Calibration Loop¶
What It Is¶
A calibration loop closes the gap between a tool's predictions and reality by logging both, every cycle, and bounding trust by the observed hit rate. For synthetic-consumer-panels: record which variant the panel picked, then record the real post-publication metric (clicks, replies, captures), and track how often the panel was right.
The Rules¶
- Mandatory, not optional — without it the panel is an unvalidated guess (see domain-transfer-risk).
- Advisory until calibrated — at 2–3 published experiments/week it takes ~6–10 weeks before the synthetic-vs-real hit rate is statistically meaningful. Until then the panel is a tiebreaker, never a veto.
- Real behavior > stated intent — the factory's ground truth (actual engagement) is better than the survey panels SSR was validated against, which only approximate behavior.

────────────────────────────────────────

▶ **Brief a**
In the calibration loop text, how long does it take at 2–3 published experiments per week before the synthetic-vs-real hit rate is statistically meaningful?
The listing that comes next is separate material with no connection to the calibration loop text.

────────────────────────────────────────

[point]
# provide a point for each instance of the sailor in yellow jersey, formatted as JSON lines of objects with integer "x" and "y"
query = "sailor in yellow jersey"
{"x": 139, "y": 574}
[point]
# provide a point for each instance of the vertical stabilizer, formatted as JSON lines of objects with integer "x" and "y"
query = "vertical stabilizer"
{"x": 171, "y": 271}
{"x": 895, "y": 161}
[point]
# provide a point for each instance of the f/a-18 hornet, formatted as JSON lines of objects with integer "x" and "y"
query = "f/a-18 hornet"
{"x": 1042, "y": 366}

────────────────────────────────────────

▶ **Brief b**
Multiply every x and y coordinate in the answers of the listing by 2.4, rounding to whole numbers with halves rounded up. Then write out all lines of the listing again, requests included.

▶ **Exercise solution a**
About 6–10 weeks.

▶ **Exercise solution b**
[point]
# provide a point for each instance of the sailor in yellow jersey, formatted as JSON lines of objects with integer "x" and "y"
query = "sailor in yellow jersey"
{"x": 334, "y": 1378}
[point]
# provide a point for each instance of the vertical stabilizer, formatted as JSON lines of objects with integer "x" and "y"
query = "vertical stabilizer"
{"x": 410, "y": 650}
{"x": 2148, "y": 386}
[point]
# provide a point for each instance of the f/a-18 hornet, formatted as JSON lines of objects with integer "x" and "y"
query = "f/a-18 hornet"
{"x": 2501, "y": 878}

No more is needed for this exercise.